[Opening Provided text section]

*The Department of Mathematics will begin the 2014-2015 Distinguished Lecture Series on November 5-6, 2014 with Professor Emmanuel Candès.*

Professor Emmanuel Candès

Barnum-Simona Chair Professor in Mathematics and Statistics, Stanford University

**Public Lecture**

**Robust Principal Component Analysis**

Wednesday, November 5, 2014

4:00-5:00pm

Natural Sciences I, Room 1114

Reception to Follow

Abstract

This talk is about a curious phenomenon, which concerns the reliable estimation of principal components in the face of severe corruptions. Here, the scientist is given a data matrix which is the sum of an approximately low-rank matrix and a sparse matrix modeling corrupted entries. In addition, many entries may be missing. Hence, we have a blind de-mixing problem in which the goal is to recover the low-rank structure and find out which entries have been corrupted. We present a novel approach to this problem with very surprising performance guarantees as well as a few applications in computer vision and biomedical imaging, where this technique opens new perspectives.

[Closing Provided text section]

What this task involves: In the lecture announcement, where is the public lecture held?

[Opening Available data section]

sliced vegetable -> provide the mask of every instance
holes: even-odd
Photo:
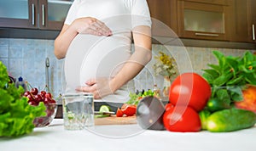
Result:
[[[253,112],[231,108],[212,114],[207,118],[207,129],[212,132],[233,131],[252,127],[255,121]]]

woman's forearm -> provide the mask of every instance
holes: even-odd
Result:
[[[64,25],[61,32],[55,41],[55,55],[57,59],[65,58],[70,43],[77,35],[77,31],[72,25]]]
[[[139,26],[133,31],[135,52],[120,71],[110,81],[110,87],[115,92],[134,78],[151,60],[151,30],[148,26]]]

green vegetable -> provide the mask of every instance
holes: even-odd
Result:
[[[103,118],[103,117],[109,117],[109,115],[95,115],[94,118]]]
[[[109,112],[111,111],[111,108],[108,105],[102,105],[99,112]]]
[[[207,101],[207,109],[211,112],[230,108],[230,101],[219,100],[218,98],[210,98]]]
[[[224,56],[221,52],[212,52],[218,64],[208,64],[203,70],[203,77],[212,87],[212,98],[230,105],[242,100],[245,85],[256,85],[256,56],[247,51],[241,57]]]
[[[7,69],[0,61],[0,137],[18,137],[32,131],[33,120],[46,115],[44,103],[31,106],[24,89],[9,83]]]
[[[253,112],[231,108],[212,113],[207,118],[207,129],[212,132],[233,131],[252,127],[255,121]]]
[[[129,96],[130,99],[125,103],[137,105],[143,98],[147,96],[154,96],[154,92],[148,89],[145,92],[140,92],[138,94],[130,92]]]
[[[210,116],[211,112],[207,110],[207,109],[203,109],[201,111],[199,112],[199,117],[201,120],[201,129],[202,130],[207,130],[207,118]]]

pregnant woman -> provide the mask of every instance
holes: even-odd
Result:
[[[128,101],[132,79],[152,56],[146,0],[74,0],[55,41],[55,54],[65,58],[66,92]]]

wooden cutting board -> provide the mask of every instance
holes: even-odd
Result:
[[[129,124],[137,124],[135,115],[134,116],[124,116],[124,117],[116,117],[115,115],[110,115],[109,117],[95,119],[96,126],[129,125]]]

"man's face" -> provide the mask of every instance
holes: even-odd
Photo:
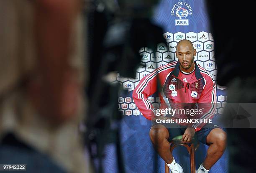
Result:
[[[177,45],[175,53],[180,65],[180,69],[186,72],[192,71],[194,68],[194,56],[196,54],[192,45],[187,42],[180,43]]]

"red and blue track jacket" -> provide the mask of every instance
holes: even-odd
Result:
[[[194,118],[210,118],[213,117],[216,108],[215,104],[212,103],[216,103],[217,100],[215,82],[204,69],[194,63],[195,70],[189,74],[182,73],[179,69],[179,63],[175,62],[157,69],[141,80],[133,90],[133,97],[146,118],[152,120],[156,116],[156,110],[148,97],[156,92],[158,88],[161,102],[159,109],[168,107],[184,108],[188,103],[205,104],[202,106],[204,107],[203,114]],[[188,77],[188,81],[186,77],[182,79],[184,76]],[[179,114],[174,115],[174,117],[186,117],[184,115]],[[204,125],[203,123],[192,125],[196,131],[200,130]]]

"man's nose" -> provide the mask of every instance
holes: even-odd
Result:
[[[187,56],[186,56],[186,55],[183,55],[183,61],[187,60]]]

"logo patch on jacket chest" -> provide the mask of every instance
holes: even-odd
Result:
[[[169,89],[171,91],[173,91],[175,89],[175,86],[173,84],[171,84],[169,85]]]

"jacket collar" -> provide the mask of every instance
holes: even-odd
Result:
[[[196,78],[197,78],[197,80],[199,80],[202,78],[202,74],[201,73],[200,73],[200,69],[199,69],[199,67],[198,67],[198,66],[196,63],[195,61],[194,61],[194,63],[195,64],[195,76]],[[175,68],[174,70],[172,72],[171,74],[174,76],[176,77],[178,77],[179,76],[179,74],[180,72],[179,71],[179,62],[178,62],[178,63],[176,64],[175,66]]]

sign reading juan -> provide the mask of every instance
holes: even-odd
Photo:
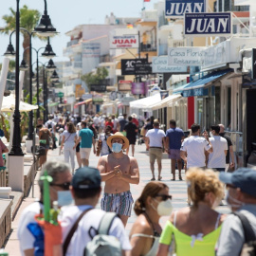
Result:
[[[231,13],[186,13],[185,35],[230,35]]]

[Closing Available data section]

Completed exercise: Natural Sciences I, Room 1114